> [Activity]:
In the records below, one line contains "If you could place a marker on the upholstered". Print that line and every line after it exactly, down to the final one.

(Input data)

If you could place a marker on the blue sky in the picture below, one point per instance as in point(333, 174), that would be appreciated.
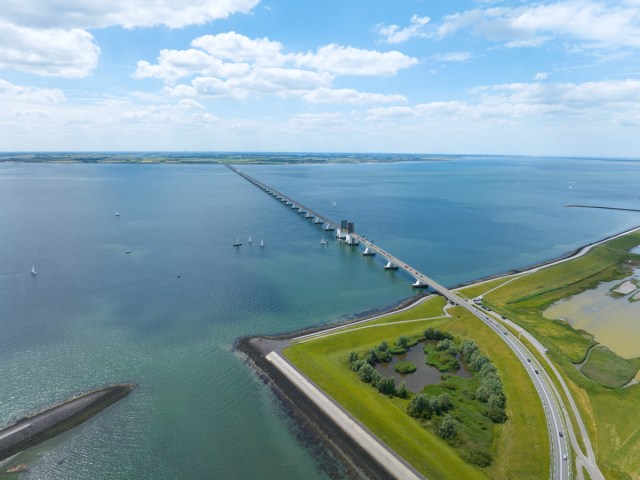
point(556, 77)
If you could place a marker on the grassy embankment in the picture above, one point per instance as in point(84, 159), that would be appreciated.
point(610, 413)
point(519, 448)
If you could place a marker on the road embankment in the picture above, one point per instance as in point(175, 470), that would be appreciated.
point(30, 431)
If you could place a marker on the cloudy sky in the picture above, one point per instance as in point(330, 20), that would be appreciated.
point(557, 77)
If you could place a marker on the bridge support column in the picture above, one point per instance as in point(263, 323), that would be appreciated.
point(419, 284)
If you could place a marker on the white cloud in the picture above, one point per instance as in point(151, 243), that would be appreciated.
point(49, 52)
point(395, 34)
point(354, 61)
point(347, 96)
point(50, 37)
point(10, 93)
point(126, 13)
point(266, 70)
point(175, 64)
point(597, 24)
point(239, 48)
point(453, 57)
point(506, 103)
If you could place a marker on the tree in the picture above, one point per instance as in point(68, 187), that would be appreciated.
point(401, 391)
point(387, 385)
point(366, 373)
point(496, 401)
point(418, 405)
point(448, 427)
point(353, 357)
point(444, 345)
point(444, 401)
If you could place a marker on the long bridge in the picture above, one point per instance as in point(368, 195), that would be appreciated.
point(554, 410)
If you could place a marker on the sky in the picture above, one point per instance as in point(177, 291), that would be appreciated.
point(556, 77)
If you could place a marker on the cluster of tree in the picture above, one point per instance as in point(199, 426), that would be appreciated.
point(490, 390)
point(435, 334)
point(446, 352)
point(426, 406)
point(364, 367)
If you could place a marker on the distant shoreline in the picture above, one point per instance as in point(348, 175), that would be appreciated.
point(315, 423)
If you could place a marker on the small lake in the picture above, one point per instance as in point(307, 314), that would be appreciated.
point(424, 374)
point(614, 322)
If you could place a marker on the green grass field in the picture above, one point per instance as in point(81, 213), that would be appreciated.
point(610, 413)
point(607, 368)
point(520, 447)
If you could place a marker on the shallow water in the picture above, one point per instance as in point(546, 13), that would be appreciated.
point(614, 322)
point(95, 315)
point(424, 374)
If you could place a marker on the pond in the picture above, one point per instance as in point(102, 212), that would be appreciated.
point(614, 320)
point(424, 374)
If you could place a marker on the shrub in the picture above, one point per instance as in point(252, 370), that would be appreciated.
point(477, 457)
point(386, 385)
point(418, 405)
point(401, 391)
point(366, 373)
point(448, 427)
point(404, 367)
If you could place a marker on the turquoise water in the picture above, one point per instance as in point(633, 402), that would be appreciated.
point(95, 315)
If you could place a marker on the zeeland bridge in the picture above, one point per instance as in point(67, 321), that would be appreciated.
point(557, 417)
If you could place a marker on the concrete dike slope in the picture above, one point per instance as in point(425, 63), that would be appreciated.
point(30, 431)
point(361, 454)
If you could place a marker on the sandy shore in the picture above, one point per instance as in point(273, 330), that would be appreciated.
point(317, 425)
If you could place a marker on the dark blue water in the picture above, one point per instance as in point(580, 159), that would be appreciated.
point(96, 315)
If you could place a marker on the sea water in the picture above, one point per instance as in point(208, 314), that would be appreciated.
point(166, 315)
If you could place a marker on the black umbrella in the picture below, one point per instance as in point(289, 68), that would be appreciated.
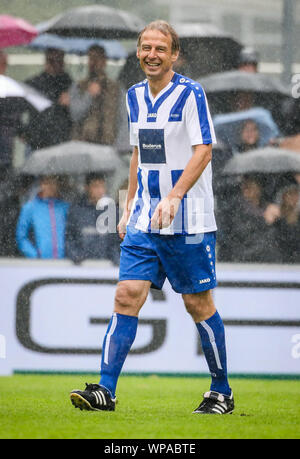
point(268, 160)
point(208, 48)
point(238, 90)
point(72, 157)
point(237, 81)
point(95, 21)
point(18, 95)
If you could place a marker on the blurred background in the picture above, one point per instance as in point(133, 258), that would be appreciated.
point(64, 148)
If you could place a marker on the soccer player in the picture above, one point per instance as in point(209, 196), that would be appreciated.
point(168, 226)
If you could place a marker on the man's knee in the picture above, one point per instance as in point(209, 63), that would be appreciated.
point(130, 296)
point(199, 305)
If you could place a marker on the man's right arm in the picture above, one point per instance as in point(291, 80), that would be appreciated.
point(132, 186)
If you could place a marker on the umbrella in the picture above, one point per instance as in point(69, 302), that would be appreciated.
point(268, 160)
point(236, 81)
point(72, 157)
point(24, 95)
point(80, 46)
point(95, 21)
point(228, 126)
point(15, 31)
point(238, 90)
point(208, 48)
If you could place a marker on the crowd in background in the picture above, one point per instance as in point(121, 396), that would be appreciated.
point(258, 216)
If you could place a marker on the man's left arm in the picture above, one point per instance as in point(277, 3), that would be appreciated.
point(167, 208)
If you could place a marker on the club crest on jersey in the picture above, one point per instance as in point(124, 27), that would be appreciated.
point(151, 116)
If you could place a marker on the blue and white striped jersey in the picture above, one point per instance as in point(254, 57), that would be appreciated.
point(164, 129)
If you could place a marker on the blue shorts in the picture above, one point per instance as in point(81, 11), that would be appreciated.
point(188, 262)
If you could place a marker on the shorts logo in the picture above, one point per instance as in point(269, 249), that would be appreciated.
point(204, 281)
point(151, 115)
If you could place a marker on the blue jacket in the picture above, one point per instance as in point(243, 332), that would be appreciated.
point(41, 228)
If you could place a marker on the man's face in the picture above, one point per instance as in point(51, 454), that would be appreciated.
point(96, 190)
point(155, 54)
point(55, 62)
point(49, 187)
point(250, 133)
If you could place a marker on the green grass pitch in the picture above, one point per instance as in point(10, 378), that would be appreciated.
point(149, 407)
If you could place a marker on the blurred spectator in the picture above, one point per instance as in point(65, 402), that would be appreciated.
point(249, 136)
point(248, 60)
point(94, 102)
point(83, 240)
point(54, 82)
point(182, 65)
point(287, 227)
point(9, 123)
point(41, 224)
point(246, 230)
point(54, 124)
point(9, 211)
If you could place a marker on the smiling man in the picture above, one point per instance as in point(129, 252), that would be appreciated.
point(168, 226)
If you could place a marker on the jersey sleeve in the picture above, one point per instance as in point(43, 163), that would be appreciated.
point(132, 116)
point(198, 119)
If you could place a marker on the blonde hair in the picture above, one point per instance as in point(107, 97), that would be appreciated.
point(166, 29)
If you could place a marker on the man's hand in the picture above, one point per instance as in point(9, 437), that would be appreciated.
point(122, 224)
point(165, 212)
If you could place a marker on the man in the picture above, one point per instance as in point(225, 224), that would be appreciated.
point(172, 133)
point(83, 240)
point(41, 225)
point(94, 102)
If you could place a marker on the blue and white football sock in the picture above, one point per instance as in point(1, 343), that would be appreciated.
point(212, 335)
point(118, 340)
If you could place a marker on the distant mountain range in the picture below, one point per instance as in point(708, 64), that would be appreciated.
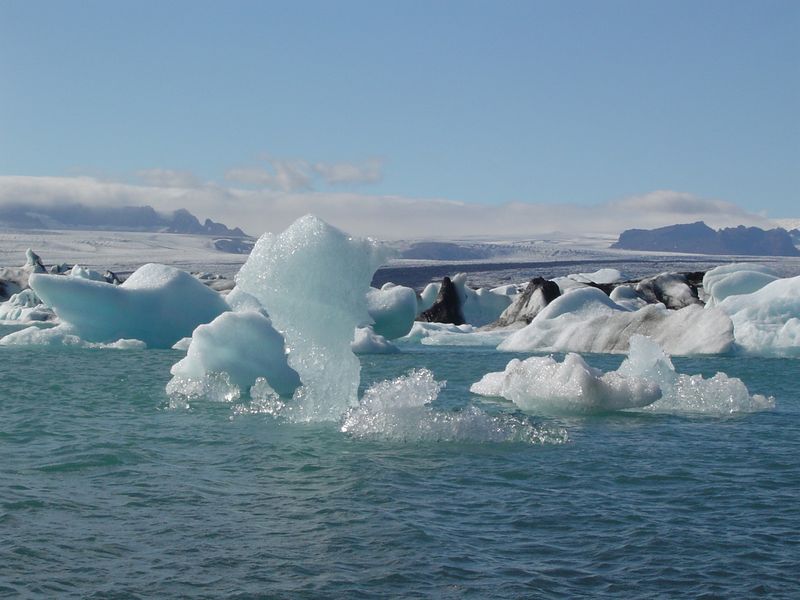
point(699, 238)
point(121, 218)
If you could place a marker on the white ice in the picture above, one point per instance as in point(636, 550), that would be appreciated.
point(542, 385)
point(157, 304)
point(313, 279)
point(767, 321)
point(242, 344)
point(718, 396)
point(646, 379)
point(366, 341)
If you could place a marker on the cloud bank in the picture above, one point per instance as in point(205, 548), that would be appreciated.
point(381, 216)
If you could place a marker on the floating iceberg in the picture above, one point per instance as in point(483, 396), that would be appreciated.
point(242, 344)
point(393, 309)
point(735, 279)
point(542, 385)
point(366, 341)
point(157, 304)
point(313, 279)
point(63, 335)
point(645, 380)
point(586, 320)
point(766, 321)
point(399, 409)
point(718, 396)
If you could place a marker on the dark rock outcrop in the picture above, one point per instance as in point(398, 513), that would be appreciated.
point(122, 218)
point(539, 293)
point(699, 238)
point(447, 306)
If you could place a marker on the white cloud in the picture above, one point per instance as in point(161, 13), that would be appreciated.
point(293, 175)
point(370, 171)
point(168, 178)
point(387, 217)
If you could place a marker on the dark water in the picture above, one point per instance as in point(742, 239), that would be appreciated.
point(106, 493)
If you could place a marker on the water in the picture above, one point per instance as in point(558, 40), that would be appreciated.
point(107, 493)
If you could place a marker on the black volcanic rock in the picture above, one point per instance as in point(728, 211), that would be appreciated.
point(538, 294)
point(699, 238)
point(447, 306)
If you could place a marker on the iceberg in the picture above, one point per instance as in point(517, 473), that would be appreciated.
point(393, 309)
point(245, 346)
point(543, 385)
point(157, 304)
point(313, 279)
point(400, 410)
point(646, 380)
point(766, 321)
point(586, 320)
point(719, 395)
point(734, 280)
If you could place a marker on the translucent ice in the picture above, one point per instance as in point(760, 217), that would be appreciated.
point(646, 379)
point(767, 321)
point(157, 304)
point(735, 279)
point(245, 346)
point(586, 320)
point(313, 279)
point(366, 341)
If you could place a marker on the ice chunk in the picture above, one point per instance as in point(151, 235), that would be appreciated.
point(735, 279)
point(63, 335)
point(481, 306)
point(313, 279)
point(767, 321)
point(368, 342)
point(601, 276)
point(25, 307)
point(720, 395)
point(393, 308)
point(428, 297)
point(157, 304)
point(81, 273)
point(542, 385)
point(245, 346)
point(646, 379)
point(399, 410)
point(586, 320)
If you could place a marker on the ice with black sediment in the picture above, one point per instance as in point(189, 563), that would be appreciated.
point(400, 410)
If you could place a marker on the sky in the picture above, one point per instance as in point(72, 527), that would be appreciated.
point(389, 117)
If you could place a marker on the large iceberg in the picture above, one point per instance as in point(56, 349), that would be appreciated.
point(586, 320)
point(313, 279)
point(242, 344)
point(157, 304)
point(646, 380)
point(767, 321)
point(542, 385)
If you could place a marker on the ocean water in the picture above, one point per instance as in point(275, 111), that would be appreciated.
point(107, 492)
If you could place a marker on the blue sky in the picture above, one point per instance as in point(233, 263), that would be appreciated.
point(579, 102)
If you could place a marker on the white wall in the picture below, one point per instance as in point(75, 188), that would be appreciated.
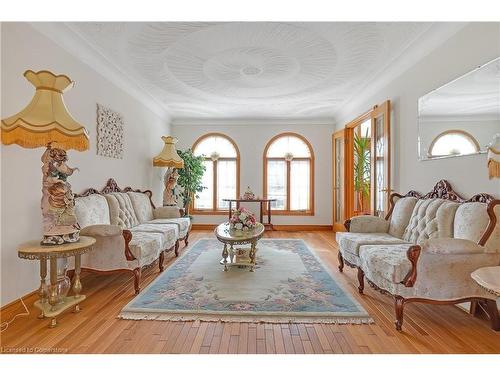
point(474, 45)
point(23, 48)
point(251, 140)
point(482, 131)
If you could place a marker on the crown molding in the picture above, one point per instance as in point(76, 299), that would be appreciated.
point(431, 39)
point(71, 41)
point(251, 121)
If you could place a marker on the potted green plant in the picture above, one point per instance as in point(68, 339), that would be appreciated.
point(190, 178)
point(362, 168)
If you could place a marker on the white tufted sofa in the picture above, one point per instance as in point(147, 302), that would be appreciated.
point(130, 232)
point(426, 248)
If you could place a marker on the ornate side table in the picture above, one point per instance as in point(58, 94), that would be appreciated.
point(238, 256)
point(488, 278)
point(53, 300)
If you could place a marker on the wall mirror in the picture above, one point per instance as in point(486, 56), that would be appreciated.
point(461, 117)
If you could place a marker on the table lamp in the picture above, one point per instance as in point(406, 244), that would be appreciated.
point(168, 157)
point(46, 122)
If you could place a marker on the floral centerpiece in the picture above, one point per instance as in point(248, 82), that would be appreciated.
point(242, 220)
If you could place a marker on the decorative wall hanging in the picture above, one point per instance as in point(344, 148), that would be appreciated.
point(109, 133)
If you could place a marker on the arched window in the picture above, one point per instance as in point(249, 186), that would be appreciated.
point(289, 174)
point(221, 177)
point(453, 142)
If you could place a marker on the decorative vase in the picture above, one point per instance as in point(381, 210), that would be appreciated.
point(248, 195)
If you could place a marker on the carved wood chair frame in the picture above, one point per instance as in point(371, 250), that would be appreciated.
point(112, 187)
point(441, 190)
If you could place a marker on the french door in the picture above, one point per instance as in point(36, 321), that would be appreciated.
point(381, 159)
point(338, 150)
point(361, 166)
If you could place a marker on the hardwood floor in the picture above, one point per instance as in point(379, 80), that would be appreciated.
point(427, 329)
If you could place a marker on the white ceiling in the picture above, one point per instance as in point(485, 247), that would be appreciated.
point(251, 69)
point(476, 95)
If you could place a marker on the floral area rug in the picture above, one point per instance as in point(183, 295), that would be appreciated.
point(290, 284)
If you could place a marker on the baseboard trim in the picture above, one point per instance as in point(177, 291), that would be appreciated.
point(285, 227)
point(298, 228)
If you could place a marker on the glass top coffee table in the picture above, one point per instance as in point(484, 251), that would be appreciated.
point(241, 257)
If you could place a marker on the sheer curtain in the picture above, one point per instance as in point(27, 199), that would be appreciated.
point(226, 182)
point(276, 183)
point(299, 184)
point(205, 200)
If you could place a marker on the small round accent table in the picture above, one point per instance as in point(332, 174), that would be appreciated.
point(241, 257)
point(48, 303)
point(488, 278)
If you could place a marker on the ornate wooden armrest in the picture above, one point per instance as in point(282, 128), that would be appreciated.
point(127, 236)
point(412, 253)
point(347, 224)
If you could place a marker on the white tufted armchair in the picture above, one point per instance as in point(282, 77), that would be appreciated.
point(426, 248)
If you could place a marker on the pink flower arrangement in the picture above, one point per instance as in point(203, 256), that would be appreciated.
point(242, 219)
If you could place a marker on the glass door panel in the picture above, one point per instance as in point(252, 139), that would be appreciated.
point(381, 160)
point(338, 143)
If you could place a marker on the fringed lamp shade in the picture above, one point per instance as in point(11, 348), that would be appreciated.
point(168, 157)
point(46, 118)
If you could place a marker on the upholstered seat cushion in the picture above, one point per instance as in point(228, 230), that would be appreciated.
point(389, 262)
point(142, 206)
point(431, 218)
point(121, 210)
point(351, 242)
point(168, 233)
point(146, 246)
point(92, 210)
point(182, 224)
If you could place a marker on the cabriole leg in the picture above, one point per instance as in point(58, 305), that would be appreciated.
point(137, 280)
point(160, 260)
point(492, 309)
point(341, 262)
point(399, 305)
point(361, 280)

(End Input data)

> [Solution below]:
If you could place a marker on the upholstered seat cushion in the picture above, one point per instance as in point(228, 230), that would be appreciated.
point(389, 262)
point(142, 206)
point(431, 218)
point(121, 210)
point(351, 242)
point(168, 233)
point(146, 246)
point(92, 210)
point(182, 224)
If you could place a marker on the cabriole leg in the picture above, one point per instance as in point(58, 305), that would be appreciated.
point(137, 280)
point(160, 260)
point(492, 309)
point(341, 262)
point(399, 305)
point(361, 280)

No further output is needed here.